Could you rewrite the items from the start through the line holding "[20,848,180,944]", inclusive, changing "Automatic pre-labeling" to "Automated pre-labeling" and leaving everything else as it is?

"""

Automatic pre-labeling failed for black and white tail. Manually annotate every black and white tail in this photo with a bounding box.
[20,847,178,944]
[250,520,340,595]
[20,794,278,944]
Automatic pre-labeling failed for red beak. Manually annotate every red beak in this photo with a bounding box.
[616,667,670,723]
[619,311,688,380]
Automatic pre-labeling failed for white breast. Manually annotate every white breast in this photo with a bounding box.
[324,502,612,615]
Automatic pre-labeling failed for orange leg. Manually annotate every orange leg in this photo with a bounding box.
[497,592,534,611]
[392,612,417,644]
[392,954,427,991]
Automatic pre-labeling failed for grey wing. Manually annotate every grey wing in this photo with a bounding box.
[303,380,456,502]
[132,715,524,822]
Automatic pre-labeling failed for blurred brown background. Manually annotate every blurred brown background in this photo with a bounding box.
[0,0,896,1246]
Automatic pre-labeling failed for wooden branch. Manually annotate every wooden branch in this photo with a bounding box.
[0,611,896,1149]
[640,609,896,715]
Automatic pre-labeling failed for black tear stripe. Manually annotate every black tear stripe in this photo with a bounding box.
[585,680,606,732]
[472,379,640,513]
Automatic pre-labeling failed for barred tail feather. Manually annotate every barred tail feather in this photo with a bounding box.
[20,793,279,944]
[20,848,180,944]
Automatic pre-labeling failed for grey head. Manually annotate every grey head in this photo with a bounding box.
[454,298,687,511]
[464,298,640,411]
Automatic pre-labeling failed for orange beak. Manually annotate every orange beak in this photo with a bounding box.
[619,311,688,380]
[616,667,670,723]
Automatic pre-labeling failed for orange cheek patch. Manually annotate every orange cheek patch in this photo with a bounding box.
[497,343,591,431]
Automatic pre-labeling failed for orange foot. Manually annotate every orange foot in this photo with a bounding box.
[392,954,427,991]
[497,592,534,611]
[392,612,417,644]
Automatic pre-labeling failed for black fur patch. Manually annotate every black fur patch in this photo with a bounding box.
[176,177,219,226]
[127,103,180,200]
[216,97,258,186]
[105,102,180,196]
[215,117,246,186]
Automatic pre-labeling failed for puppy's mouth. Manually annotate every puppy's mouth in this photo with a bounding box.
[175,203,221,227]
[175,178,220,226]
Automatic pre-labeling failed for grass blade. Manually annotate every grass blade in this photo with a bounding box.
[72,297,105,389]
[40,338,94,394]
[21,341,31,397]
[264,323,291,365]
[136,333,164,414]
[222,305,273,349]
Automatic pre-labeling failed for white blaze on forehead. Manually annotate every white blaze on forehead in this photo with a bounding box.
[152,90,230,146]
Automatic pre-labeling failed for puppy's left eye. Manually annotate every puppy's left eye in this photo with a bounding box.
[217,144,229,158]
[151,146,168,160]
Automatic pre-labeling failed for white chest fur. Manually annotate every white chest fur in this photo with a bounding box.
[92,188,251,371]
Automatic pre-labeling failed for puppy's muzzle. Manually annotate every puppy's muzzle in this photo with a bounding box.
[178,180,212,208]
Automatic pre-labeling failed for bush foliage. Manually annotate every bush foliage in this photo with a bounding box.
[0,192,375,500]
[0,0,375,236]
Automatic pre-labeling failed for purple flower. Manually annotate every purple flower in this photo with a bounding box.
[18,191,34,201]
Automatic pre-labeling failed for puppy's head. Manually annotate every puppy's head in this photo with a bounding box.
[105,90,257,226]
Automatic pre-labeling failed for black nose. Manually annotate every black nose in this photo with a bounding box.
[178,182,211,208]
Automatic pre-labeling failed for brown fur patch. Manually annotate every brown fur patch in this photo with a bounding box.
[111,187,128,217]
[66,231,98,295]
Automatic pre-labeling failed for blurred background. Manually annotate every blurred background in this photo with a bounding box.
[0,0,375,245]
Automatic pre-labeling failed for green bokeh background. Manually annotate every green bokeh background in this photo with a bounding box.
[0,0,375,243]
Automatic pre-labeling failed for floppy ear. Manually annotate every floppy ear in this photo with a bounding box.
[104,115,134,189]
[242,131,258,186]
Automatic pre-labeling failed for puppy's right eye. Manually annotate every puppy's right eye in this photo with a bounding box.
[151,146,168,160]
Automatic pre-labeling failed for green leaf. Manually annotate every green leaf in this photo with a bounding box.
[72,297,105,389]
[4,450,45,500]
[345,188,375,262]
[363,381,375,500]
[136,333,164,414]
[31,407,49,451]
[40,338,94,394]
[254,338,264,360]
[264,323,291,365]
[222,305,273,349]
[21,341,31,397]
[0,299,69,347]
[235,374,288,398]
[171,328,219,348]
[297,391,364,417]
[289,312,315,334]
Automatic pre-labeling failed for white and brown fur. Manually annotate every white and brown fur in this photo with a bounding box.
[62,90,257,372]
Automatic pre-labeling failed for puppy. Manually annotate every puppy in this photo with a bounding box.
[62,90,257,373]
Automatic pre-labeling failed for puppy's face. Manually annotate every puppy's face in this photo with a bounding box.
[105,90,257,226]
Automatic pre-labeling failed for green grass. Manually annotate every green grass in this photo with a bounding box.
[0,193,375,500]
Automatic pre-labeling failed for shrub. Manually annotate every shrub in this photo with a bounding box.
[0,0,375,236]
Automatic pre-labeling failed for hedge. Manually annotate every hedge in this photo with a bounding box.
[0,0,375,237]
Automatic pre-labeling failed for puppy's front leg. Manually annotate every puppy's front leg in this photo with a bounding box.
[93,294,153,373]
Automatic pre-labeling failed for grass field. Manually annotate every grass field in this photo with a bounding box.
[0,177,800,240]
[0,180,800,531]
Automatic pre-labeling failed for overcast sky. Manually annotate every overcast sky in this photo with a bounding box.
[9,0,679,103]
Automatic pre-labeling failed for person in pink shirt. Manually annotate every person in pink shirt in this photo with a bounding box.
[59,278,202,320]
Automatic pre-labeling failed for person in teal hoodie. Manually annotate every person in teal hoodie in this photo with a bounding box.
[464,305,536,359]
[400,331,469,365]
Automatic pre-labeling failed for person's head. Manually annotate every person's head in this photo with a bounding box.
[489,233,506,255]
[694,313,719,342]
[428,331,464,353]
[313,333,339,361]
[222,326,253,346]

"""

PROBLEM SOLUTION:
Automated pre-labeling failed for black and white tail. Manually annotate every black and white tail in this photo with a bounding box.
[20,847,178,944]
[250,520,340,595]
[20,794,278,944]
Automated pre-labeling failed for red beak. Manually annotate every red beak in this photo with a bounding box.
[616,667,670,723]
[619,311,688,380]
Automated pre-labeling failed for white breast. Manually annotate every white breast in this photo with a bounding box.
[324,502,612,615]
Automated pre-labeling failed for orange leg. Manually annotate every orange leg in this photo with a bounding box.
[497,592,534,611]
[392,612,417,644]
[392,954,427,991]
Automated pre-labeling failed for grey wing. Manually annotate every grey wing in this photo with a bounding box.
[303,380,456,502]
[132,715,524,822]
Automated pre-labeling failed for blurred brown background. Manually annotate every blurred brown background in this photo with a bounding box.
[0,0,896,1246]
Automated pre-labeling failed for wooden branch. Manually annotate every wooden branch in this photo with a bounding box.
[0,611,896,1149]
[640,609,896,715]
Automated pre-labeling failed for black tear stripe. Manually annotate every black tear stripe in this photo with a bounding box.
[585,680,606,732]
[472,379,640,513]
Automated pre-labeling failed for barred tail feather. Manually annotate every barred tail feather in this photo with a bounding box.
[20,793,279,944]
[20,848,180,944]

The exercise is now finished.